[[ MATERIAL SUPPLIED, beginning ]]

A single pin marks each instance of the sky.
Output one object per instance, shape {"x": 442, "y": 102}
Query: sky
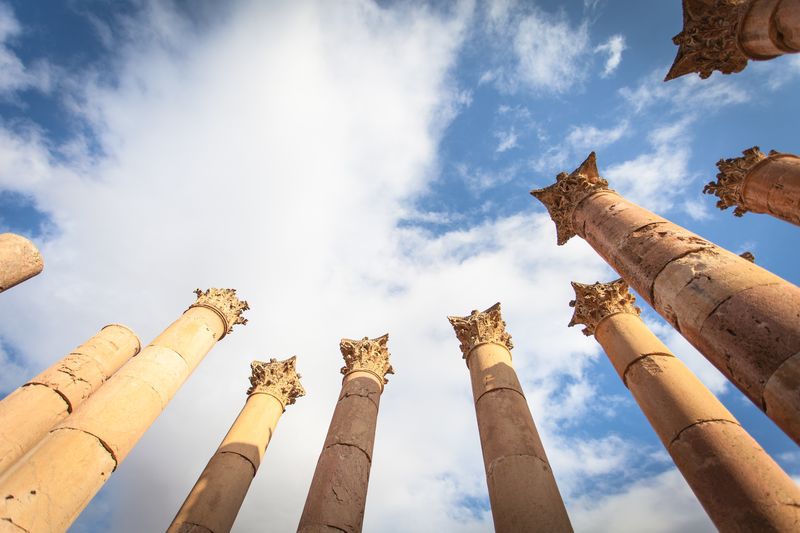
{"x": 355, "y": 168}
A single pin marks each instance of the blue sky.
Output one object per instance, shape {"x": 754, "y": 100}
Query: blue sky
{"x": 354, "y": 169}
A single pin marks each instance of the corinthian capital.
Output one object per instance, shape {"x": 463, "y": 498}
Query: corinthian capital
{"x": 276, "y": 378}
{"x": 225, "y": 303}
{"x": 567, "y": 192}
{"x": 709, "y": 40}
{"x": 480, "y": 327}
{"x": 730, "y": 179}
{"x": 367, "y": 355}
{"x": 597, "y": 301}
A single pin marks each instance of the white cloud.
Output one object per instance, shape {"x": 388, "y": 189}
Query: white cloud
{"x": 614, "y": 48}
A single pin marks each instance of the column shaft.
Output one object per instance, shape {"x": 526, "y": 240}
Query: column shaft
{"x": 19, "y": 260}
{"x": 338, "y": 493}
{"x": 742, "y": 318}
{"x": 58, "y": 478}
{"x": 522, "y": 489}
{"x": 28, "y": 413}
{"x": 216, "y": 498}
{"x": 736, "y": 481}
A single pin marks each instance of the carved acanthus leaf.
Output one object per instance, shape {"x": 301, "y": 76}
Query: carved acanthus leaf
{"x": 480, "y": 327}
{"x": 276, "y": 378}
{"x": 367, "y": 355}
{"x": 709, "y": 40}
{"x": 225, "y": 303}
{"x": 595, "y": 302}
{"x": 567, "y": 192}
{"x": 730, "y": 179}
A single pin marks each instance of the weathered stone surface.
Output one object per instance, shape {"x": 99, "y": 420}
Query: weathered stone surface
{"x": 113, "y": 419}
{"x": 743, "y": 488}
{"x": 338, "y": 494}
{"x": 28, "y": 413}
{"x": 20, "y": 260}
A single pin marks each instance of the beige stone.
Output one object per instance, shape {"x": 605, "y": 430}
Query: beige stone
{"x": 74, "y": 460}
{"x": 742, "y": 318}
{"x": 338, "y": 494}
{"x": 215, "y": 500}
{"x": 522, "y": 489}
{"x": 724, "y": 34}
{"x": 20, "y": 260}
{"x": 28, "y": 413}
{"x": 759, "y": 183}
{"x": 738, "y": 484}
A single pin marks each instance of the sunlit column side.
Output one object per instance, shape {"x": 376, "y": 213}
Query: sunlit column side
{"x": 28, "y": 413}
{"x": 216, "y": 498}
{"x": 735, "y": 480}
{"x": 522, "y": 490}
{"x": 338, "y": 493}
{"x": 724, "y": 34}
{"x": 19, "y": 260}
{"x": 741, "y": 317}
{"x": 51, "y": 485}
{"x": 759, "y": 183}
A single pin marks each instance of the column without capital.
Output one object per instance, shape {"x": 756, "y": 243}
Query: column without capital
{"x": 28, "y": 413}
{"x": 215, "y": 500}
{"x": 759, "y": 183}
{"x": 736, "y": 481}
{"x": 522, "y": 490}
{"x": 724, "y": 34}
{"x": 742, "y": 318}
{"x": 338, "y": 494}
{"x": 51, "y": 485}
{"x": 19, "y": 260}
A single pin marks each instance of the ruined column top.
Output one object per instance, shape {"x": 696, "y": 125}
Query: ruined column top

[[ MATERIAL SUPPLIED, end ]]

A verbatim copy of the entries, stripped of pictures, should be produced.

A single pin marks each instance of the sky.
Output one object per instance, shape {"x": 442, "y": 102}
Query: sky
{"x": 355, "y": 168}
A single pin marks each instance of the blue sky.
Output one object per instance, shape {"x": 754, "y": 100}
Query: blue sky
{"x": 354, "y": 169}
A single pin marks each instance of the corinthian capital.
Output one object per instance, shape {"x": 463, "y": 498}
Query: corinthian capital
{"x": 276, "y": 378}
{"x": 225, "y": 303}
{"x": 567, "y": 192}
{"x": 709, "y": 40}
{"x": 480, "y": 327}
{"x": 730, "y": 179}
{"x": 367, "y": 355}
{"x": 597, "y": 301}
A single pin marks each instance of the white cloud.
Output one object per instance, shape {"x": 388, "y": 189}
Query: white cloud
{"x": 614, "y": 48}
A single pin marks each instance of the column shaft.
Output one object per instance, shape {"x": 526, "y": 240}
Query: column shaft
{"x": 19, "y": 260}
{"x": 338, "y": 493}
{"x": 742, "y": 318}
{"x": 58, "y": 478}
{"x": 522, "y": 489}
{"x": 28, "y": 413}
{"x": 216, "y": 498}
{"x": 736, "y": 481}
A single pin marks each instance of the carved acanthus leaf.
Output one object per instance, shape {"x": 301, "y": 76}
Query: carved acanthus leaf
{"x": 480, "y": 327}
{"x": 276, "y": 378}
{"x": 367, "y": 355}
{"x": 709, "y": 40}
{"x": 225, "y": 303}
{"x": 595, "y": 302}
{"x": 567, "y": 192}
{"x": 730, "y": 179}
A single pin marks each instance of the weathered stone surface.
Output one object per instance, shape {"x": 99, "y": 420}
Query: weathered stone surface
{"x": 113, "y": 419}
{"x": 743, "y": 488}
{"x": 338, "y": 494}
{"x": 28, "y": 413}
{"x": 20, "y": 260}
A single pin marks each instance of the beige stone.
Output one object per instance, shape {"x": 605, "y": 430}
Query: beige stone
{"x": 74, "y": 460}
{"x": 742, "y": 318}
{"x": 338, "y": 494}
{"x": 215, "y": 500}
{"x": 522, "y": 489}
{"x": 724, "y": 34}
{"x": 20, "y": 260}
{"x": 28, "y": 413}
{"x": 759, "y": 183}
{"x": 738, "y": 484}
A single pin marks each instance of the sunlit column side.
Output one object per instance, shape {"x": 376, "y": 213}
Query: sunlit column side
{"x": 28, "y": 413}
{"x": 216, "y": 498}
{"x": 735, "y": 480}
{"x": 522, "y": 490}
{"x": 338, "y": 493}
{"x": 724, "y": 34}
{"x": 19, "y": 260}
{"x": 741, "y": 317}
{"x": 51, "y": 485}
{"x": 759, "y": 183}
A single pin marks each instance of the column without capital.
Output one object per instance, shape {"x": 756, "y": 243}
Query: column without capital
{"x": 28, "y": 413}
{"x": 215, "y": 500}
{"x": 759, "y": 183}
{"x": 736, "y": 481}
{"x": 522, "y": 490}
{"x": 724, "y": 34}
{"x": 742, "y": 318}
{"x": 338, "y": 494}
{"x": 51, "y": 485}
{"x": 19, "y": 260}
A single pin marks each instance of the ruined column top.
Output one object per instance, shape {"x": 696, "y": 125}
Query: ruined column top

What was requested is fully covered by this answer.